Short, updated guide to which AI tool is best for you

Apple’s big AI announcement this week is cool but currently irrelevant to how you integrate AI with your PR work.

In contrast, other recent market changes in the last three months significantly impact you if you’re trying to decide which AI platform is best for you. Here’s a quick guide:

Premium at no cost to you is always best

Hands down, the best AI tool for you is whichever premium version your company will pay for. Any of the paid versions is way better than any of the free versions. And the differences between the paid versions don’t justify out-of-pocket expenses. (If you’re a PR leader, see my tips on enterprise options below).

Company not paying, but willing to invest in yourself?

If you’re the type who goes with the flow when it comes to tech, stick with the paid version of ChatGPT. FWIW, this is what I use. It has more features than anyone else, and it’s arguably the smartest and best.

Notice I said arguably. If you’re the type who likes to zig when others zag with tech, then try the paid version of Claude (version 3 Opus). This Stanford center rates it slightly ahead of ChatGPT4o, and anecdotally I have heard from several reliable sources that it’s slightly better for the specific use case of business writing. That is, until OpenAI releases ChatGPT5, which is rumored to happen later this year.

Not sold yet, so you insist on a free option?

ChatGPT4o is rolling out FREE for limited use to everyone (caveat – I have free access, but it’s a gradual rollout, so if you can’t get it free yet, it’s a matter of time). You get limited chats per day at the premium level and get bumped off when it’s busy with paid users.

You can get a generous two-month free trial of Google’s latest and greatest AI model, Gemini 1.5 Pro. Just go here and sign in with your personal Gmail. According to that rating I linked to above and my subjective evaluation, this is the least-effective paid model out there, but I can’t argue with getting free unlimited access for two months.

Microsoft’s free Copilot – when you set the conversation style to “creative” – is supposedly the same as ChatGPT4o, but in my experience it’s not as good as the paid version.

What to do with your AI tool?

» **Dataset records**
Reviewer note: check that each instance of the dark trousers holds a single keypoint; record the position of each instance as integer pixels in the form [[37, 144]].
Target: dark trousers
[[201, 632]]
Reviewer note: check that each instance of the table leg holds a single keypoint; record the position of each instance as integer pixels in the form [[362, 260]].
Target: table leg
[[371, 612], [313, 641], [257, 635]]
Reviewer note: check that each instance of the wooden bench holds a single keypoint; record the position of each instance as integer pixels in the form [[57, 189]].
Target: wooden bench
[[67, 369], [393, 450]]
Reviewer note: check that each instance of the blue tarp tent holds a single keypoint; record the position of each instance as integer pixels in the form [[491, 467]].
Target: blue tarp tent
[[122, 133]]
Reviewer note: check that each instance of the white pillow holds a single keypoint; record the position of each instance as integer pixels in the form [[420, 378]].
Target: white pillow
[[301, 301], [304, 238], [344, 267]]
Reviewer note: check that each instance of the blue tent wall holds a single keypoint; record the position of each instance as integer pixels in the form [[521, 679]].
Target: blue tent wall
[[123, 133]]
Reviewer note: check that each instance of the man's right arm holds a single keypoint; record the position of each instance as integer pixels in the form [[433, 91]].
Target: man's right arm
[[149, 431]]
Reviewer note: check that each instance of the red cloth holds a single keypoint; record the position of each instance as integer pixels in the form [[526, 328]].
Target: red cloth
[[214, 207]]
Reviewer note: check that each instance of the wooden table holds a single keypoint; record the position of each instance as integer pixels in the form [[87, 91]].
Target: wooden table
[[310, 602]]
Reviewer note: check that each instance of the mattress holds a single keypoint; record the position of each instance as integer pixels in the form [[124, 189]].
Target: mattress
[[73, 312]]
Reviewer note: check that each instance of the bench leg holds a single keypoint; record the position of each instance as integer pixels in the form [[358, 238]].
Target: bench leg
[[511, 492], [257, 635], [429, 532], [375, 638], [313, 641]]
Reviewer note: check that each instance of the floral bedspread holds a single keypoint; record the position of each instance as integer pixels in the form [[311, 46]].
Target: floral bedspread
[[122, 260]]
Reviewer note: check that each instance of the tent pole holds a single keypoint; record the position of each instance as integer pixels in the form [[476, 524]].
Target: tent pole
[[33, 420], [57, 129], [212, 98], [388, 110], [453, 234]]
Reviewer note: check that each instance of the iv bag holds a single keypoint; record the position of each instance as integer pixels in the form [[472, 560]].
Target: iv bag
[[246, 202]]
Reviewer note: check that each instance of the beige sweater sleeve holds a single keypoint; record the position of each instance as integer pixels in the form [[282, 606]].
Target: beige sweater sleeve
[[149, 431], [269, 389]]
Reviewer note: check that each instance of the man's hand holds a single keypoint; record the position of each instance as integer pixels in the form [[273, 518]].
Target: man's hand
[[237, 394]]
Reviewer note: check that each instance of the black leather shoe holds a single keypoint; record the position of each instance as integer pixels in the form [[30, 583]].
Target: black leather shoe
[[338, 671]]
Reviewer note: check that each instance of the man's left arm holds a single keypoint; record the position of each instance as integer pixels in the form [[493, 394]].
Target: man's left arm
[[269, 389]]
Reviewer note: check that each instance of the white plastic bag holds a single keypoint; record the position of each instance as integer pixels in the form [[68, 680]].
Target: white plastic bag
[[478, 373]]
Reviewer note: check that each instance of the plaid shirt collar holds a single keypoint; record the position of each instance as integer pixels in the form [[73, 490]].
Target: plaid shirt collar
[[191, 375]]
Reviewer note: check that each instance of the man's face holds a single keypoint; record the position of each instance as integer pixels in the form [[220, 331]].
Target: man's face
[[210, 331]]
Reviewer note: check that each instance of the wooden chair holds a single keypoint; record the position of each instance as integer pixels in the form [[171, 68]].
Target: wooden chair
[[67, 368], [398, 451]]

» **Activities**
- A) Can you reproduce the AI tool guide word for word, from "Hands down, the" up to and including "enterprise options below)."?
- B) What does the AI tool guide say, summed up in two sentences?
- C) Could you turn the paragraph of the AI tool guide that begins "Notice I said arguably" into a bulleted list that keeps its main facts?

» **Answer section**
- A)
Hands down, the best AI tool for you is whichever premium version your company will pay for. Any of the paid versions is way better than any of the free versions. And the differences between the paid versions don’t justify out-of-pocket expenses. (If you’re a PR leader, see my tips on enterprise options below).

- B) The best AI tool is whichever premium version your company will pay for, since any paid version is better than any free one. Without company funding, the guide recommends paying for ChatGPT or Claude 3 Opus, and its free options are limited ChatGPT4o, a two-month Gemini 1.5 Pro trial, and Microsoft's free Copilot.

- C)
- If you like to zig when others zag with tech, try the paid version of Claude (version 3 Opus).
- A Stanford center rates it slightly ahead of ChatGPT4o.
- Several reliable sources say it is slightly better for business writing.
- That may hold only until OpenAI releases ChatGPT5, rumored for later this year.